Quote every item below verbatim, reproducing each line without alteration.

☆ ☆ ☆ ☆ ☆ ☆ ☆

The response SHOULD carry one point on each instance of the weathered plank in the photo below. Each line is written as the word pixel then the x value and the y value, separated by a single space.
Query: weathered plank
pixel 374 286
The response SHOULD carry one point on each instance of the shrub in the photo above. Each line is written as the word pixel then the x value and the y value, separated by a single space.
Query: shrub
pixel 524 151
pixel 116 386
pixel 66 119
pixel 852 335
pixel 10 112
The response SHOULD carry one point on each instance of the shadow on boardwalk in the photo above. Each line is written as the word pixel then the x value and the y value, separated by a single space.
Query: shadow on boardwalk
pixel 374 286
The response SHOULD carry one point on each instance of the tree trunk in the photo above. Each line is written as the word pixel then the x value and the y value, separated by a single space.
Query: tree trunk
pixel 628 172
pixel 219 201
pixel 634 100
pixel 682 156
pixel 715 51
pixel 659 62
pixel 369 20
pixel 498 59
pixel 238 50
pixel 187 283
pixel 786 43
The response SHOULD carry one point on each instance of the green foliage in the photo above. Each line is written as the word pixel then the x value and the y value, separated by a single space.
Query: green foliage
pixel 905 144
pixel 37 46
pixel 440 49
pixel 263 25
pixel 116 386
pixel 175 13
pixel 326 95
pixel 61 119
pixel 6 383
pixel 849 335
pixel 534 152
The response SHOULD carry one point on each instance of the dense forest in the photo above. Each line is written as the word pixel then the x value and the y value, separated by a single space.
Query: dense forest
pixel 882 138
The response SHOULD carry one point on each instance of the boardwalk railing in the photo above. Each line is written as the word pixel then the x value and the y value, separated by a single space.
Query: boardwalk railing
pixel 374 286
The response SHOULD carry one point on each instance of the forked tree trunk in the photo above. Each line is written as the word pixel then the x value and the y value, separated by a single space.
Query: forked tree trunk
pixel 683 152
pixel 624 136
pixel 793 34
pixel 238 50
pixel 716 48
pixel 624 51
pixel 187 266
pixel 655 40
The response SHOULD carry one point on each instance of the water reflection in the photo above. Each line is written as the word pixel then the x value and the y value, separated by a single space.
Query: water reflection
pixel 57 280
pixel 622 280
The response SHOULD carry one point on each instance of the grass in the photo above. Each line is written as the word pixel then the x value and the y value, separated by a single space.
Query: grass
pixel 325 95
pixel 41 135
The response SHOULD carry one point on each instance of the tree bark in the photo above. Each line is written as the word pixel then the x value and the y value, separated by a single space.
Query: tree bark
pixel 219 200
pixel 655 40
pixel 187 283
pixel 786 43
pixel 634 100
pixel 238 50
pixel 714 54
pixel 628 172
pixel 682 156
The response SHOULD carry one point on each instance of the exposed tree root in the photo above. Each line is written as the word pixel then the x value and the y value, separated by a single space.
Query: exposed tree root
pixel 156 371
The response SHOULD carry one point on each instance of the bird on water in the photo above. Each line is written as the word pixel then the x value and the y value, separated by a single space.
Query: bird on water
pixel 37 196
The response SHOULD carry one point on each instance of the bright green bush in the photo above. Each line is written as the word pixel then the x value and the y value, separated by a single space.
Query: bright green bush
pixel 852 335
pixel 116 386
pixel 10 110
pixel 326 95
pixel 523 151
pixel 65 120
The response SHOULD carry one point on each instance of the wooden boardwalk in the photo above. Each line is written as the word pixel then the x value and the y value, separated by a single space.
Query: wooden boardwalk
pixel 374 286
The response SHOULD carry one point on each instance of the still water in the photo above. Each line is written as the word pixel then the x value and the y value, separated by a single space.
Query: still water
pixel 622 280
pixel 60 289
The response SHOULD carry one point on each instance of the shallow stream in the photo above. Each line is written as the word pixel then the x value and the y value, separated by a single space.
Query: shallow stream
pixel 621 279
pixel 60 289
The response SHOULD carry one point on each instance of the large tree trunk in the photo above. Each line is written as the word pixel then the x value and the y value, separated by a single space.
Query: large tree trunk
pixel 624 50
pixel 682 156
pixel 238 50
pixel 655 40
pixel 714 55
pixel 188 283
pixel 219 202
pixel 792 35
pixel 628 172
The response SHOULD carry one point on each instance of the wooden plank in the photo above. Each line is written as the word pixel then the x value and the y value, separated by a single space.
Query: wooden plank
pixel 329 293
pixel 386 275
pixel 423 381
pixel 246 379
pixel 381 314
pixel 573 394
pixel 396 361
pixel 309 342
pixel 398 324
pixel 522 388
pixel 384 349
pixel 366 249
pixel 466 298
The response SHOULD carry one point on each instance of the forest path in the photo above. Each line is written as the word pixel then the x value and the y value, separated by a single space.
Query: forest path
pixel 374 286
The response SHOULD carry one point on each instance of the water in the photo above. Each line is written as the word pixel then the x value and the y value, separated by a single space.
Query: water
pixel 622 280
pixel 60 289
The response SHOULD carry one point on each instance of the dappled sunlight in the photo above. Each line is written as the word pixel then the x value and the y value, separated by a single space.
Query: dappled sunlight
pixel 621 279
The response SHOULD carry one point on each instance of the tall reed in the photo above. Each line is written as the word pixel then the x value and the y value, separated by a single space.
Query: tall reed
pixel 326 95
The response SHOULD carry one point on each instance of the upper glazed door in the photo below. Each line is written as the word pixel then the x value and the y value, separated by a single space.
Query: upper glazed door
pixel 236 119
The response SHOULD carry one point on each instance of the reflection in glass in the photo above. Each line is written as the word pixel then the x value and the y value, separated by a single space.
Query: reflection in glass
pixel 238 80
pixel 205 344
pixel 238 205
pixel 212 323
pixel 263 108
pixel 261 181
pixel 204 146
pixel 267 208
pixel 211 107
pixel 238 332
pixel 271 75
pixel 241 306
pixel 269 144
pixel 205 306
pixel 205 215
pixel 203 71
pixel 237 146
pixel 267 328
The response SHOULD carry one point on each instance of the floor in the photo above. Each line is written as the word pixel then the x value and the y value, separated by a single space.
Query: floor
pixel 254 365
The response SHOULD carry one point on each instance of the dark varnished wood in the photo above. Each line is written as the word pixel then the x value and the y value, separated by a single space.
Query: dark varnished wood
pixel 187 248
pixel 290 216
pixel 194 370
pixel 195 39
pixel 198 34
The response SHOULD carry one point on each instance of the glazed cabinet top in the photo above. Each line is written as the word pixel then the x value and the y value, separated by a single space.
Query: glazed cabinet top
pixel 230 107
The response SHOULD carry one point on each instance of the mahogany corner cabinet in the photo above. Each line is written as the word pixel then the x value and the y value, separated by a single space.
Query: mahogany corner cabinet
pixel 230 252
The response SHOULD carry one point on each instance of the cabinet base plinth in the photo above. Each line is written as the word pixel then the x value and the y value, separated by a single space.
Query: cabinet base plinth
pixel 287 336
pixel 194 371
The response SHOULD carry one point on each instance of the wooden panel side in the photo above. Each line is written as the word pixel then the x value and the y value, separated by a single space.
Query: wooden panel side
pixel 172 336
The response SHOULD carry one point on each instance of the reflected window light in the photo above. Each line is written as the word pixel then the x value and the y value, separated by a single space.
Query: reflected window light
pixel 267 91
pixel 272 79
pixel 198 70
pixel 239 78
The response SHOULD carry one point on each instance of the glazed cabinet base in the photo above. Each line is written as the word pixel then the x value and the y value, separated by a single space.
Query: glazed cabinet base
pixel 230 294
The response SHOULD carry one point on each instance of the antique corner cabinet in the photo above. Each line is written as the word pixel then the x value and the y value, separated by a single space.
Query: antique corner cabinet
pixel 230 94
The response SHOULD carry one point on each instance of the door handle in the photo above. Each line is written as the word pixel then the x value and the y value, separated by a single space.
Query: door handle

☆ ☆ ☆ ☆ ☆ ☆ ☆

_SOLUTION_:
The response SHOULD carry one point on each instance of the weathered plank in the photo below. Each line is written as the word pixel then the x value and the y value, separated by a single space.
Query: weathered plank
pixel 374 286
The response SHOULD carry one point on each instance of the shrub in the photo above. Each line is written as the word pixel then the x value and the y value, separated by a single space.
Query: shrub
pixel 524 151
pixel 116 386
pixel 66 119
pixel 852 335
pixel 10 112
The response SHOULD carry one point on each instance of the shadow on boardwalk in the photo above. Each line is written as the word pixel then the x value and the y value, separated by a single space.
Query: shadow on boardwalk
pixel 374 286
The response SHOULD carry one point on each instance of the tree trunk in the photo above. Each line is written as the word pixel then the x value and the y value, separated by a single space.
Query: tree trunk
pixel 628 172
pixel 219 201
pixel 634 100
pixel 682 156
pixel 715 51
pixel 659 62
pixel 369 20
pixel 498 59
pixel 238 50
pixel 187 283
pixel 786 43
The response SHOULD carry one point on each instance of the green foliage in the photo above. Each line is written as the word pixel then the x value and the y value, separated by a single space.
Query: green foliage
pixel 905 144
pixel 37 46
pixel 440 49
pixel 263 25
pixel 116 386
pixel 175 13
pixel 326 95
pixel 61 119
pixel 6 383
pixel 849 335
pixel 534 152
The response SHOULD carry one point on each instance of the dense forest in the photo above. Each line is written as the word pixel then the x value and the y value, separated by a single space.
Query: dense forest
pixel 882 138
The response SHOULD carry one point on each instance of the boardwalk railing in the photo above. Each line is written as the word pixel then the x value and the y value, separated by a single space.
Query: boardwalk railing
pixel 374 286
The response SHOULD carry one point on each instance of the forked tree trunk in the photo above. Each line is written as the word pixel then the x value and the y value, separated by a single space.
Query: forked tree trunk
pixel 683 152
pixel 624 136
pixel 793 34
pixel 238 50
pixel 716 48
pixel 624 51
pixel 187 266
pixel 655 40
The response SHOULD carry one point on each instance of the water reflection in the photo above. Each line is written as the word pixel then the x value and the y value, separated by a single space.
Query: water reflection
pixel 57 280
pixel 622 280
The response SHOULD carry one point on each instance of the grass in the photo above. Each line is written as the word pixel then the x value and the y value, separated by a single space.
Query: grass
pixel 325 95
pixel 41 135
The response SHOULD carry one point on each instance of the tree bark in the photo above. Each line is written as the word pixel then the x value and the y value, separated by a single space.
Query: tree bark
pixel 219 200
pixel 655 40
pixel 187 283
pixel 786 43
pixel 634 100
pixel 238 50
pixel 714 54
pixel 628 172
pixel 682 156
The response SHOULD carry one point on each instance of the exposed tree root in the photo above. Each line is written as the word pixel then the x value and the y value, separated by a single space.
Query: exposed tree root
pixel 156 371
The response SHOULD carry one point on each instance of the bird on water in the photo above. Each line is written as the word pixel then the x value and the y value, separated by a single space.
Query: bird on water
pixel 37 196
The response SHOULD carry one point on each instance of the bright green bush in the photo above. Each line is written as the word pixel then the x value and the y value, separated by a single space.
Query: bright green bush
pixel 852 335
pixel 116 386
pixel 10 110
pixel 326 95
pixel 523 151
pixel 65 120
The response SHOULD carry one point on each instance of the wooden boardwalk in the photo above. Each line is written as the word pixel then the x value and the y value, separated by a single space.
Query: wooden boardwalk
pixel 374 286
The response SHOULD carry one point on each instance of the still water in the photo above. Each line is written as the word pixel then the x value and the y value, separated by a single space.
Query: still water
pixel 622 280
pixel 60 289
The response SHOULD carry one point on each instance of the shallow stream in the photo above. Each line is written as the word pixel then the x value and the y value, separated by a single space.
Query: shallow stream
pixel 621 279
pixel 60 289
The response SHOULD carry one point on each instance of the large tree trunk in the photo above. Each line is written as the word pixel then the x value and the y value, separated by a single space.
Query: large tree trunk
pixel 624 50
pixel 682 156
pixel 238 50
pixel 655 40
pixel 714 55
pixel 188 283
pixel 219 202
pixel 792 35
pixel 628 172
The response SHOULD carry one point on each instance of the wooden plank in the photo above. Each line is written as the word pixel then the x value and the y value, separated by a single space.
Query: wooden plank
pixel 329 293
pixel 386 275
pixel 423 381
pixel 246 379
pixel 381 314
pixel 573 394
pixel 396 361
pixel 309 342
pixel 398 324
pixel 522 388
pixel 384 349
pixel 366 249
pixel 466 298
The response SHOULD carry one point on each instance of the forest path in the photo above. Each line is written as the word pixel then the x value and the y value, separated by a single space.
Query: forest path
pixel 374 286
The response SHOULD carry one point on each instance of the water in the photo above. Each line is written as the word pixel then the x value and the y value, separated by a single space.
Query: water
pixel 622 280
pixel 60 289
The response SHOULD carry one point on each instance of the dappled sunlight in the photo above. Each line is written as the word pixel then the x value and the y value, separated by a single space.
Query: dappled sunlight
pixel 621 279
The response SHOULD carry one point on each instance of the tall reed in the photo above. Each line is written as the word pixel then the x value and the y value, separated by a single space.
Query: tall reed
pixel 326 95
The response SHOULD carry one point on each instance of the upper glazed door in the photo below. Each line is written as the word pixel then the x value and the y value, separated by a single space.
Query: upper glazed door
pixel 236 119
The response SHOULD carry one point on each instance of the reflection in glass in the photo above. Each line is written as the word pixel then the x value and the y value, separated by a single space.
Query: reflection in glass
pixel 238 80
pixel 205 344
pixel 238 205
pixel 212 323
pixel 263 108
pixel 261 181
pixel 204 146
pixel 267 208
pixel 211 107
pixel 238 332
pixel 271 75
pixel 241 306
pixel 269 144
pixel 205 306
pixel 205 215
pixel 203 71
pixel 237 146
pixel 267 328
The response SHOULD carry one point on each instance of the floor in the photo above. Each line is written as the word pixel then the x value and the y value, separated by a single space.
Query: floor
pixel 254 365
The response SHOULD carry one point on each instance of the dark varnished wood in the photo above. Each line is written as the word pixel then the x value and the y value, separated by a single space.
Query: dark varnished wood
pixel 187 248
pixel 290 216
pixel 194 370
pixel 195 39
pixel 198 34
The response SHOULD carry one point on each instance of the glazed cabinet top in the photo above. Each line is written as the word pixel then the x value and the y value, separated by a single space.
Query: glazed cabinet top
pixel 230 107
The response SHOULD carry one point on each instance of the mahogany corner cabinet in the photo above. Each line is written as the word pixel then the x value and the y value, separated by a single space.
Query: mahogany corner cabinet
pixel 230 252
The response SHOULD carry one point on each instance of the cabinet base plinth in the photo above. Each line is written as the word pixel then the x value and the y value, separated by a single space.
Query: cabinet base plinth
pixel 287 336
pixel 194 371
The response SHOULD carry one point on each instance of the wooden panel side in the photo above. Each line is written as the word pixel then the x value and the y value, separated by a single space.
Query: wooden panel side
pixel 172 336
The response SHOULD carry one point on each instance of the reflected window light in the photo above. Each line is written as the word pixel then the x value and the y value, separated by a single space.
Query: reflected window light
pixel 267 91
pixel 272 79
pixel 198 70
pixel 239 78
The response SHOULD carry one point on each instance of the glazed cabinet base in the photo above. Each line is written as the word pixel then the x value and the y value, separated by a single space.
Query: glazed cabinet base
pixel 230 294
The response SHOULD carry one point on each instance of the antique corner cabinet in the photo above. Each line is written as the word pixel then the x value and the y value, separated by a single space.
Query: antique corner cabinet
pixel 230 94
The response SHOULD carry one point on each instance of the door handle in the photo above. Each line is written as the word pixel then the x value and the y value, separated by a single space.
Query: door handle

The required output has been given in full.